◆ **Exercise instructions**:
The answer must consist of every record below, transcribed exactly.
Start of Entries provided
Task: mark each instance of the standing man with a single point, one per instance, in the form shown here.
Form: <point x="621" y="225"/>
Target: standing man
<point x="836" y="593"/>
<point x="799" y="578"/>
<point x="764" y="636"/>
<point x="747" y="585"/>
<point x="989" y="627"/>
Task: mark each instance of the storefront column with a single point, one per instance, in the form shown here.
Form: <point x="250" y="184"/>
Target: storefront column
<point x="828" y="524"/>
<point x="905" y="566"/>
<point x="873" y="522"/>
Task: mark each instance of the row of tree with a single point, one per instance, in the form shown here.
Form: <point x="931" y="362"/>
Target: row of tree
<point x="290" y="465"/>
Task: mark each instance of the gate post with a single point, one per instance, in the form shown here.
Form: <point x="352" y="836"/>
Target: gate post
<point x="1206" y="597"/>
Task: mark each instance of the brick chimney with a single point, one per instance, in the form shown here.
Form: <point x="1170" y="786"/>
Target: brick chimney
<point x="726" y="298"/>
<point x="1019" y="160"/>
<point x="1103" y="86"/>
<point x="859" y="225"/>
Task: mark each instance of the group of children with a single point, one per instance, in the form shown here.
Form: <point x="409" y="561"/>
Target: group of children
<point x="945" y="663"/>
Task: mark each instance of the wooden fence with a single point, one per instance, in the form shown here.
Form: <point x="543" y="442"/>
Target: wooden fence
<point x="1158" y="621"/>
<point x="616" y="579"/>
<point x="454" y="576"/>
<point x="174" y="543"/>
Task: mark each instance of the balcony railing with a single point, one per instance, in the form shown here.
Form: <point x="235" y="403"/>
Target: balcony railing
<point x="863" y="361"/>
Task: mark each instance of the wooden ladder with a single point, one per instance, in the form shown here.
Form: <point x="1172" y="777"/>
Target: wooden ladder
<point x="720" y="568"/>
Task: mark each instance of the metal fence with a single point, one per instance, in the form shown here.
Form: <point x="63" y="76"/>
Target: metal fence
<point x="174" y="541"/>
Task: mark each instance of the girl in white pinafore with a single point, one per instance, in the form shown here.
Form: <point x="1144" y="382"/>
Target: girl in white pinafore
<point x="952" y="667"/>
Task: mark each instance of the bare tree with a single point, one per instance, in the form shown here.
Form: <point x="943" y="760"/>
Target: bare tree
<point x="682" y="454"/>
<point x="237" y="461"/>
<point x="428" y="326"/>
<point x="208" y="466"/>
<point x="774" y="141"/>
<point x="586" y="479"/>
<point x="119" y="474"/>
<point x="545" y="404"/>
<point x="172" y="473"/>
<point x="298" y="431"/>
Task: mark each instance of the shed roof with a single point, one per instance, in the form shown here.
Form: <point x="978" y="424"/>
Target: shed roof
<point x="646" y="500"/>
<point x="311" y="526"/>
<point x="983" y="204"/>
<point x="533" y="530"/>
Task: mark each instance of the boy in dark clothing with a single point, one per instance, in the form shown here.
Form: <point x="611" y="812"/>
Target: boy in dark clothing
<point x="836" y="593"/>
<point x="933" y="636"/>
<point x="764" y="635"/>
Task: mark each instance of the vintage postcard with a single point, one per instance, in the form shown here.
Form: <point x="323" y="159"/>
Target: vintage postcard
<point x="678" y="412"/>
End of Entries provided
◆ **Task response**:
Task: mark each instance of the standing man with a single point, one per instance, in the form shown here.
Form: <point x="621" y="225"/>
Target: standing man
<point x="836" y="593"/>
<point x="799" y="578"/>
<point x="764" y="636"/>
<point x="747" y="585"/>
<point x="989" y="627"/>
Task: mark each instance of the storefront column with a single point, one per instance, in the form shown here.
Form: <point x="250" y="184"/>
Target: storefront column
<point x="828" y="524"/>
<point x="905" y="566"/>
<point x="873" y="522"/>
Task: mark each instance of the row of tree with a single point, one per instance, in the form shown here.
Form: <point x="931" y="362"/>
Target: row of tree
<point x="290" y="465"/>
Task: mark each instance of the gate post with a single point, one per instance, in the form shown here.
Form: <point x="352" y="836"/>
Target: gate post
<point x="1206" y="597"/>
Task: mark each instance of the brick chimney with a single point, one per instance, in the form shown here.
Form: <point x="1170" y="786"/>
Target: brick chimney
<point x="726" y="298"/>
<point x="1019" y="160"/>
<point x="1103" y="86"/>
<point x="859" y="225"/>
Task: mark each instance of the group of children with a single point, one per instance, in the form shown here.
Form: <point x="409" y="561"/>
Target: group of children
<point x="945" y="663"/>
Task: mark each instance of the wooden fence with a single point, one per instance, in the form shown here.
Form: <point x="543" y="442"/>
Target: wooden fence
<point x="1158" y="621"/>
<point x="616" y="579"/>
<point x="454" y="576"/>
<point x="174" y="543"/>
Task: mark each instance of the balcony railing with a single point, one per instance, in the form shown here.
Form: <point x="235" y="403"/>
Target: balcony railing
<point x="863" y="361"/>
Task: mark each instance of the wooden ladder with a single point, one per instance, in the form shown here.
Form: <point x="1172" y="777"/>
Target: wooden ladder
<point x="720" y="568"/>
Task: mark each instance of the metal fence with a single point, one per instance, in the form shown here.
Form: <point x="63" y="76"/>
Target: metal fence
<point x="174" y="541"/>
Task: mark each instance of the girl in white pinafore with a single point, one per instance, in the form shown here.
Form: <point x="1144" y="382"/>
Target: girl in white pinafore
<point x="952" y="667"/>
Task: mark each instance of the bare tree with a single point, one per instance, in the form shown here.
Form: <point x="943" y="760"/>
Target: bare tree
<point x="682" y="454"/>
<point x="237" y="461"/>
<point x="428" y="326"/>
<point x="208" y="466"/>
<point x="774" y="141"/>
<point x="586" y="479"/>
<point x="119" y="474"/>
<point x="545" y="404"/>
<point x="172" y="473"/>
<point x="298" y="431"/>
Task: mark each instance of the shed roof with a single point, one per instance, in the form shown here.
Form: <point x="978" y="424"/>
Target: shed roof
<point x="646" y="500"/>
<point x="311" y="526"/>
<point x="983" y="204"/>
<point x="533" y="530"/>
Task: mark each instance of the boy in dark clothing with a single point, one per instance, in the form shown here.
Form: <point x="611" y="812"/>
Target: boy in dark clothing
<point x="836" y="593"/>
<point x="933" y="636"/>
<point x="764" y="635"/>
Task: mark each instance of the vintage postcard with a single point, one per instance, in the form shown here.
Form: <point x="323" y="159"/>
Target: vintage postcard
<point x="678" y="412"/>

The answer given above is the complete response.